** START OF Extracted material **

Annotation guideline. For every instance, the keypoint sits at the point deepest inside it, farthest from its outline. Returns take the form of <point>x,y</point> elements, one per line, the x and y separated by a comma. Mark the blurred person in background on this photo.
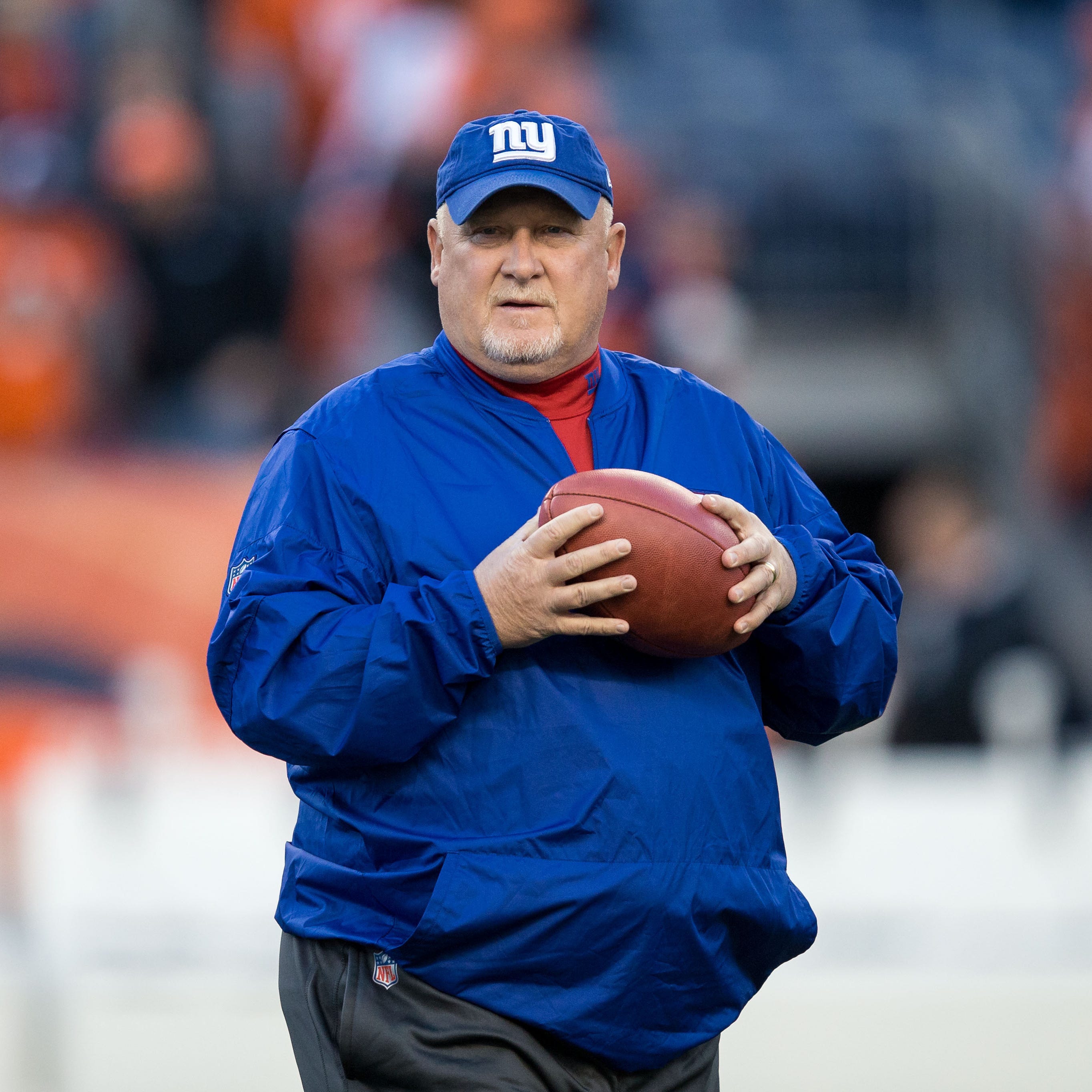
<point>66,302</point>
<point>361,287</point>
<point>207,268</point>
<point>1062,442</point>
<point>974,668</point>
<point>699,320</point>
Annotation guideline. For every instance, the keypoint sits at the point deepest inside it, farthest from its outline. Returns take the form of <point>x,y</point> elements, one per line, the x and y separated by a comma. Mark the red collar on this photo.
<point>570,395</point>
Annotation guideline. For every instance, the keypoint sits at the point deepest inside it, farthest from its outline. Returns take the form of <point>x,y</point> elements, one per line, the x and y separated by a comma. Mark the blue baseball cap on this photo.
<point>522,149</point>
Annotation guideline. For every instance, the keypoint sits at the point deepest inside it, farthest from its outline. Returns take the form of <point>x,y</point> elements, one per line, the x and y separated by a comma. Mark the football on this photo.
<point>680,605</point>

** END OF Extracted material **

### Task
Retype all of the records above verbatim, omitting the picture from your answer.

### Output for this exercise
Annotation guideline. For every instance, the keypoint sits at the point deepest inside it, farthest from its outline. Returns take the form of <point>x,y</point> elements, one per line, the x and y separated by a comma. Mark the blurred person in background on this photo.
<point>66,302</point>
<point>361,287</point>
<point>207,268</point>
<point>1062,442</point>
<point>974,668</point>
<point>699,320</point>
Annotation guideline. For every instance, the keypoint sits at the point deepest inside it, farthest from its outline. Returns take the form of <point>x,y</point> elements, one per line, the x and y separated by a comma. Mark the red collar on this photo.
<point>570,395</point>
Annotation guideline. For every instance, the keypoint sits at the point deepest inside it, farthest from its outline. Returns take the form of <point>x,y</point> elements, one per line, the x and y separated by a comma. Mark the blue baseball cap on this photo.
<point>522,149</point>
Annotation guideline. For every instance, the keypoint sits at the point deepest inside it, farthest from its outline. Returns take the form of <point>x,y</point> elements, one per line, the x and y separated by a comma. Mark the football on this photo.
<point>680,605</point>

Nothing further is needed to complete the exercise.